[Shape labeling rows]
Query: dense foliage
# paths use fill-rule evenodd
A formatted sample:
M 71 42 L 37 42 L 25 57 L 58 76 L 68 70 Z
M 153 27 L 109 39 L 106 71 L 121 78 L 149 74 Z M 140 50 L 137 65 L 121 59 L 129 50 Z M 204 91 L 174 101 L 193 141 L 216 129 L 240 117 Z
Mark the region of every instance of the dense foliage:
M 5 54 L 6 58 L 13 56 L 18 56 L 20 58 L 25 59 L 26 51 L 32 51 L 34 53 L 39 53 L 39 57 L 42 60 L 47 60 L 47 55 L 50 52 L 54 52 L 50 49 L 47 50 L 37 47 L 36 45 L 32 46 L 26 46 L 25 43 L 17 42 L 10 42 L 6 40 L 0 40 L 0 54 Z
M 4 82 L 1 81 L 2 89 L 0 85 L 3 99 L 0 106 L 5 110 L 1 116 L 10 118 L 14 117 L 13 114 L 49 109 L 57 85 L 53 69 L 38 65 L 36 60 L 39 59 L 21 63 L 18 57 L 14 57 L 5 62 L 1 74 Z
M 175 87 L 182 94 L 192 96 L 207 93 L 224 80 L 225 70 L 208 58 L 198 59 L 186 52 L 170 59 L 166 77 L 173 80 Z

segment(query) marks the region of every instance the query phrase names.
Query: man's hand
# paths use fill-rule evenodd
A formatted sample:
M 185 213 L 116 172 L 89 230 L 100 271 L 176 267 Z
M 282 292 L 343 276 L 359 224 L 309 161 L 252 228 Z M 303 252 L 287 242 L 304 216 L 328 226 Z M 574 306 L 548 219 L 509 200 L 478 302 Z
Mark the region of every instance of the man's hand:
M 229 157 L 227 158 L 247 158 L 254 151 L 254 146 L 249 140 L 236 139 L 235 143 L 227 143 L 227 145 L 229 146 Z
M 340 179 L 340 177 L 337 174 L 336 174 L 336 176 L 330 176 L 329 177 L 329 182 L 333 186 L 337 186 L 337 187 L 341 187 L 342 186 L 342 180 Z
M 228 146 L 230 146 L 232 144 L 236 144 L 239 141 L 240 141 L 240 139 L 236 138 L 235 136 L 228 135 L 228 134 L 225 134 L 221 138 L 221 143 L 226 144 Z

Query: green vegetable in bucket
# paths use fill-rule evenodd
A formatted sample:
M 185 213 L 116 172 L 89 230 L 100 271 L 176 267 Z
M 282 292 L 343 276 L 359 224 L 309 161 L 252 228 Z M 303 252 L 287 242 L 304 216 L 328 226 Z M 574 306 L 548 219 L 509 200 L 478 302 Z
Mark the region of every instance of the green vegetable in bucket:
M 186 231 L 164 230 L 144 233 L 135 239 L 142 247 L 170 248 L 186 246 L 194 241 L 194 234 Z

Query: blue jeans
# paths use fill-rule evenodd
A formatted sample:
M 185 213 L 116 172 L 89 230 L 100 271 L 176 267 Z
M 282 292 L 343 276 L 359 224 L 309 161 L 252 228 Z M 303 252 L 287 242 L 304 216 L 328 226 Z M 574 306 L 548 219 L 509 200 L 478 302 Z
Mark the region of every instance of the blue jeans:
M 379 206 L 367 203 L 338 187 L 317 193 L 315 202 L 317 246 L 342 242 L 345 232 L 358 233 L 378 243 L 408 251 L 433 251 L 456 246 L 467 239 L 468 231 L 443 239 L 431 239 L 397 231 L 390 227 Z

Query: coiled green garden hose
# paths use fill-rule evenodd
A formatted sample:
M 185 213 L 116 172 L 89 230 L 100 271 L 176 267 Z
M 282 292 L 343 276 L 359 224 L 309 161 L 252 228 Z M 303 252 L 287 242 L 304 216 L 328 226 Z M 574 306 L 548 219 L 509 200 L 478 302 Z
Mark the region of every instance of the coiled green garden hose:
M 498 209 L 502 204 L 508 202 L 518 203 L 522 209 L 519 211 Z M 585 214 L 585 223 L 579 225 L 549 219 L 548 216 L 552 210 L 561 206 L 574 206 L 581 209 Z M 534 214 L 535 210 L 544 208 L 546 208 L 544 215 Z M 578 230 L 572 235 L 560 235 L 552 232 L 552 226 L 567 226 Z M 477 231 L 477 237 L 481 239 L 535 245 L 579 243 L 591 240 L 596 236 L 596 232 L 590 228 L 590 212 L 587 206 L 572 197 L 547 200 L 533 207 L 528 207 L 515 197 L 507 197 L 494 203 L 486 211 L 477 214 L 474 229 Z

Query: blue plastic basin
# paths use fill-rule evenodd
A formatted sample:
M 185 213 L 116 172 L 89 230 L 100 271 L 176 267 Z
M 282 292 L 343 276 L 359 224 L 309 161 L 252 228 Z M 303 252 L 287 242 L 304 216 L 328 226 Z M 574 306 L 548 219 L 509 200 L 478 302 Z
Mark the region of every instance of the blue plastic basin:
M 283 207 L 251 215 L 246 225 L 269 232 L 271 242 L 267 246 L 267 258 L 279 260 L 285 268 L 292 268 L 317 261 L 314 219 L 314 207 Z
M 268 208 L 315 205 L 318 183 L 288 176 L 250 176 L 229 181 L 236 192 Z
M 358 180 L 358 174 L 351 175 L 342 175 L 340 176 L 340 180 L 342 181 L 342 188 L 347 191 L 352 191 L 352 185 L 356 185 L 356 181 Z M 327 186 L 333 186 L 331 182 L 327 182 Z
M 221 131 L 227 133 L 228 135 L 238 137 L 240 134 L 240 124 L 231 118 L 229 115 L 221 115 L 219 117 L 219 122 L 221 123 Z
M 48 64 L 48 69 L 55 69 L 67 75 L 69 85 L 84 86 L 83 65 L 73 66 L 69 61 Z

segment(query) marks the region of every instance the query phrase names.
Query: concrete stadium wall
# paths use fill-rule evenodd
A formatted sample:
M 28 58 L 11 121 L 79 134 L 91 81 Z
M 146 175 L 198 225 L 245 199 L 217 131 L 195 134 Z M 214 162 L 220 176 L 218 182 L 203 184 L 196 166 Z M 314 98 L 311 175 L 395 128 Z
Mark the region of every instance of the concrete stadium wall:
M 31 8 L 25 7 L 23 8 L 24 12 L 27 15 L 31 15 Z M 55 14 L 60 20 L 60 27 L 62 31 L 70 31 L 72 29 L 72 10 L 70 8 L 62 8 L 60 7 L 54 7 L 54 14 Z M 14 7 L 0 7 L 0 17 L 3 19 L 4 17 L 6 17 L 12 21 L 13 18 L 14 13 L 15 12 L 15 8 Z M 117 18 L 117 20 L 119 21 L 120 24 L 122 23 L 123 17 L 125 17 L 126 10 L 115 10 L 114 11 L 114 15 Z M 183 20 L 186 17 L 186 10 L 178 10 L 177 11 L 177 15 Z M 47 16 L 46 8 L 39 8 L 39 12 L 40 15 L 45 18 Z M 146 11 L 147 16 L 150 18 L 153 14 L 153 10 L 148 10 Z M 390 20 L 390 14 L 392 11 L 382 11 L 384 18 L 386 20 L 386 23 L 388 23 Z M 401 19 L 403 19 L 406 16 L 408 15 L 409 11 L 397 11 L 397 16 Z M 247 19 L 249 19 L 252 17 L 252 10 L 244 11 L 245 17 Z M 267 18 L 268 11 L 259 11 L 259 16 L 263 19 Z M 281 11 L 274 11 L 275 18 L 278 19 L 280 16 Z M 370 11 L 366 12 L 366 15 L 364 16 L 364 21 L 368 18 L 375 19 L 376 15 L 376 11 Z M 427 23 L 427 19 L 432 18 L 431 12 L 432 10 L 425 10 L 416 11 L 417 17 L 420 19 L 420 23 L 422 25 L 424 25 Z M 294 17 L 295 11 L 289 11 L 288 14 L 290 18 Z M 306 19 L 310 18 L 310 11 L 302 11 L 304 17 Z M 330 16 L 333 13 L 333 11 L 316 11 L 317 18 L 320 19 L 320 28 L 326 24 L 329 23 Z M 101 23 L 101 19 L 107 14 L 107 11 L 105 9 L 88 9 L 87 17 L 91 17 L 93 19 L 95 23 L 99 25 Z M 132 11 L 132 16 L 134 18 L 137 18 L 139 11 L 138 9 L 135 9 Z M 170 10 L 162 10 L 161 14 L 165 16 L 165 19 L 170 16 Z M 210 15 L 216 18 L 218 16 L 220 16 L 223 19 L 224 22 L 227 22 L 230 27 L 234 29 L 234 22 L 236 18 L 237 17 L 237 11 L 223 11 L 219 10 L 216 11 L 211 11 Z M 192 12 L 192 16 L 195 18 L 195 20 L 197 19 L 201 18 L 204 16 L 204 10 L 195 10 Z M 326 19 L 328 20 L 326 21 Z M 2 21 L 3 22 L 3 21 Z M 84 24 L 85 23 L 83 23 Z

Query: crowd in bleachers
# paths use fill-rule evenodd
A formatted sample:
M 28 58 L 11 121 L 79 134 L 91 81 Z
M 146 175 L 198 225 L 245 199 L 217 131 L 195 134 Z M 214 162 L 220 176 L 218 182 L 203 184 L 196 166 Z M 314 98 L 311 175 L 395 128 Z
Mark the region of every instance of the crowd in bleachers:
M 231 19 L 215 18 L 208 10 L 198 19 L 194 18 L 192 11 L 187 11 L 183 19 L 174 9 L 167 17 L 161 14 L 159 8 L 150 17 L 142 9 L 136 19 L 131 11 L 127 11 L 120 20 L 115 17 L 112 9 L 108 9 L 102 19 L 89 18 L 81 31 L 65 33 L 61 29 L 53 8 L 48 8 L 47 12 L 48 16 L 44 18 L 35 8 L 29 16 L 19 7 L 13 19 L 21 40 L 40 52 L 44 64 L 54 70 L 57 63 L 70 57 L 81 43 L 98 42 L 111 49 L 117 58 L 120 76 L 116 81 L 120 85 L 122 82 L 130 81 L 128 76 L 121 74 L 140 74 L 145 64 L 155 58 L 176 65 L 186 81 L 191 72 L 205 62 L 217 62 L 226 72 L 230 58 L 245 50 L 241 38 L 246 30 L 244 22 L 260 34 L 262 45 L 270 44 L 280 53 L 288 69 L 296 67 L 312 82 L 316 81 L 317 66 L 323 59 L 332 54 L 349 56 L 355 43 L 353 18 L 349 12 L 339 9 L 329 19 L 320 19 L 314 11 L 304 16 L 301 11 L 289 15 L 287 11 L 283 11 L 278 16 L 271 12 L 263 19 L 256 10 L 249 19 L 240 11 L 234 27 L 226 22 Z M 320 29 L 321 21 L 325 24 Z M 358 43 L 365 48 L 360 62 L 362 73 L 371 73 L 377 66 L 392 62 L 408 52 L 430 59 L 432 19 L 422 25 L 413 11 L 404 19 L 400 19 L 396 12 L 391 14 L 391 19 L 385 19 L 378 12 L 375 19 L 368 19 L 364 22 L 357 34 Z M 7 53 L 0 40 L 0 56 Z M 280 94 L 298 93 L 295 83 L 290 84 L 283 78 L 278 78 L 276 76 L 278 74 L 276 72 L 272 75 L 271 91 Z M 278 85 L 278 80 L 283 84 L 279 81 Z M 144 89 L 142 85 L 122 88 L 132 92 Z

## Task to complete
State how many lines in the rows above contain the string "hose", treating uppercase and lowercase letters as distinct. Give only the number.

## Correct result
2